Das Auftauchen großer ausländischer Firmen hat die zwischen 1990 und 2007 deutliche Zunahme der Beschäftigungszahlen im Handel gestoppt. Seit 2007 liegt die Anzahl der in Rumänien im Handel angestellten Personen relativ konstant bei 1,2 Millionen. Hinter dieser Zahl verbergen sich wichtige Transformationen: Obwohl Multinationale mit ausländischem Kapital eine wesentlich höhere Produktivität erzielen als kleinere Unternehmen mit einheimischem Kapital, reflektiert sich dies nur in geringem Maße in den Gehältern der Angestellten. Zwar verdienen die bei Multinationalen Beschäftigten besser, doch der Löwenanteil der Früchte des Wachstums landet im Geldbeutel des Arbeitgebers. Im letzten Jahrzehnt hat sich diese Tendenz weiter verstärkt!

Eingabedaten:
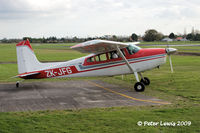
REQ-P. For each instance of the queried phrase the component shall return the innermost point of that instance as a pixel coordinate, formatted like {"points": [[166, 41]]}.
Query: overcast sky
{"points": [[61, 18]]}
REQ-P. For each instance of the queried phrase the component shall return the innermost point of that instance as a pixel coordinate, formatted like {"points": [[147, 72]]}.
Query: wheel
{"points": [[145, 81], [17, 84], [139, 87]]}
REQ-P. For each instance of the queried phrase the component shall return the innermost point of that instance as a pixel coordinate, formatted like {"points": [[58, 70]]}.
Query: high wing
{"points": [[99, 46], [26, 74]]}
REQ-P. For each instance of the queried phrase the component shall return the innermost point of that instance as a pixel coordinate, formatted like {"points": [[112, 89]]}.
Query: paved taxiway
{"points": [[69, 95]]}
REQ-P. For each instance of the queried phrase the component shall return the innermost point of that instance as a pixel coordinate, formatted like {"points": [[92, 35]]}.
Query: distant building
{"points": [[181, 39], [166, 39]]}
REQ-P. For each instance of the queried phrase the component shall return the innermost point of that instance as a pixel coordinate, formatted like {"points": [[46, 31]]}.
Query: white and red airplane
{"points": [[108, 58]]}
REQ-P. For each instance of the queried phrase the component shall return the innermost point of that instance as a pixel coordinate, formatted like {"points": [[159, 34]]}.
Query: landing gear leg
{"points": [[139, 86], [144, 80], [17, 84]]}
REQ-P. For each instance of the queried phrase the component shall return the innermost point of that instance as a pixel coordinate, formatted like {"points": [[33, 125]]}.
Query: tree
{"points": [[171, 35], [134, 37], [152, 35], [197, 37]]}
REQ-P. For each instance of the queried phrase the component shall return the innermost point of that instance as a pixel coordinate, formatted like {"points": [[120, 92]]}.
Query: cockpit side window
{"points": [[91, 59], [132, 49]]}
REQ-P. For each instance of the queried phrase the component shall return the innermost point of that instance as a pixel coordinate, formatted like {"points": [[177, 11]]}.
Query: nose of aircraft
{"points": [[170, 50]]}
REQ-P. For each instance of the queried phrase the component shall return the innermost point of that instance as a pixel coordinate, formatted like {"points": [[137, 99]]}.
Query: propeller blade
{"points": [[170, 62]]}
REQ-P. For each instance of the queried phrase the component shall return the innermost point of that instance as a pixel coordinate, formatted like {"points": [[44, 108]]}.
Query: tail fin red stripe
{"points": [[23, 43]]}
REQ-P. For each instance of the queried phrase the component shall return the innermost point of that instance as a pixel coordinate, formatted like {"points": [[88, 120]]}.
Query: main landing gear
{"points": [[140, 86], [17, 84]]}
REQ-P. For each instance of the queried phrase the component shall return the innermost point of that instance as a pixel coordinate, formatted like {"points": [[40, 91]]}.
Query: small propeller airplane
{"points": [[108, 58]]}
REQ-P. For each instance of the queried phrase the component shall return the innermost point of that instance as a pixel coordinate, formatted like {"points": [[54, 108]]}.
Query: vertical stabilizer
{"points": [[26, 58]]}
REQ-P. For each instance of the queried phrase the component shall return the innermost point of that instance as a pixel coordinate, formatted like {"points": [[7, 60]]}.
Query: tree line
{"points": [[149, 36]]}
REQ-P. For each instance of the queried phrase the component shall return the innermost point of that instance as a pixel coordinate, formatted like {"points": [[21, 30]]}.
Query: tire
{"points": [[139, 87], [145, 81]]}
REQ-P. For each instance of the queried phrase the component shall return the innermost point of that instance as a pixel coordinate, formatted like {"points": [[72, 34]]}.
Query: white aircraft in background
{"points": [[108, 58]]}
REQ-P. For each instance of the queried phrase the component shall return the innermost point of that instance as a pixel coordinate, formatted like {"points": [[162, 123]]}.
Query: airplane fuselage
{"points": [[104, 64]]}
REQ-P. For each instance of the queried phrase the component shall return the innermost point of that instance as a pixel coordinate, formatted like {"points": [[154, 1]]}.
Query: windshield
{"points": [[133, 49]]}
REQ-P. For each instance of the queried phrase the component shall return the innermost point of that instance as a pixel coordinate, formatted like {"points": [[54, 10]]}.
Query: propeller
{"points": [[170, 51]]}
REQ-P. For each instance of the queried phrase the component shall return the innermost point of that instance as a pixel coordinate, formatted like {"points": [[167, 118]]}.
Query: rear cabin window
{"points": [[91, 59], [132, 49]]}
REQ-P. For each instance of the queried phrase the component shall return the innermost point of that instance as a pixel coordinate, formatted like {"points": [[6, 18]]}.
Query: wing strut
{"points": [[128, 64]]}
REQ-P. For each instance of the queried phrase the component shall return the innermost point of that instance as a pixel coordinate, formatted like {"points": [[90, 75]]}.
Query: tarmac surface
{"points": [[69, 95]]}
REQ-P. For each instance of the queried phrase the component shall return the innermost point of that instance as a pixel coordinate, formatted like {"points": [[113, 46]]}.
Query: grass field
{"points": [[180, 88]]}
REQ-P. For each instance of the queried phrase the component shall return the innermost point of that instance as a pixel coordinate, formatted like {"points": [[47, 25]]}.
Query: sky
{"points": [[61, 18]]}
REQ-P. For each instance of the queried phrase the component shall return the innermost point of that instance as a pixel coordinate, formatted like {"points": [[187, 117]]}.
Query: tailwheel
{"points": [[139, 87], [145, 81], [17, 84]]}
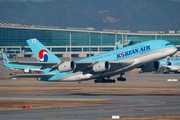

Aufgaben:
1 – Fassen Sie den Absatz aus dem Text über den rumänischen Handel, der mit „Das Auftauchen großer ausländischer Firmen“ beginnt, als kurze Stichpunktliste zusammen. Die wesentlichen Fakten sollen erhalten bleiben.
2 – Wie viele Personen sind laut dem Text über den rumänischen Handel seit 2007 in Rumänien im Handel angestellt?
3 – Schreiben Sie den Text über den rumänischen Handel im gleichen Stil weiter und setzen Sie nach seinem letzten Satz an.

Antworten in Reihenfolge:
1 –
- Große ausländische Firmen haben den deutlichen Beschäftigungszuwachs im Handel zwischen 1990 und 2007 gestoppt.
- Seit 2007 sind in Rumänien relativ konstant 1,2 Millionen Personen im Handel angestellt.
- Multinationale mit ausländischem Kapital erzielen eine wesentlich höhere Produktivität als kleinere Unternehmen mit einheimischem Kapital. Das zeigt sich aber nur gering in den Gehältern.
- Beschäftigte bei Multinationalen verdienen zwar besser, doch den Löwenanteil des Wachstums erhält der Arbeitgeber.
- Diese Tendenz hat sich im letzten Jahrzehnt weiter verstärkt.

2 – Relativ konstant 1,2 Millionen.

3 –
Im Lebensmittelhandel übersteigt der Rhythmus des Wachstums in Rumänien das europäische Mittel bei Weitem, was nicht nur günstigen Marktbedingungen zu verdanken ist, sondern vor allem einer Erhöhung der Arbeitsintensität. Im Zeitraum 2012-2016 stieg der Mehrwert - also die Differenz zwischen den Kosten für eingekaufte Materialien und dem letztendlichen Verkaufspreis des fertigen Produktes – in diesem Sektor um satte 85 Prozent. Gleichzeitig ist der Anteil, der sich in der Bezahlung der Angestellten reflektiert, stark gefallen: lag dieser 2012 mit 62,2 Prozent bereits unter dem EU-Mittel von 68,7 Prozent, betrug er 2016 nur noch schlappe 48,8 Prozent! Damit ist die Bezahlung als Teil des Mehrwerts der im Retail-Handel Angestellten in Rumänien 2016 die zweitniedrigste in der EU und liegt weit unter dem EU-Mittel von 66 Prozent.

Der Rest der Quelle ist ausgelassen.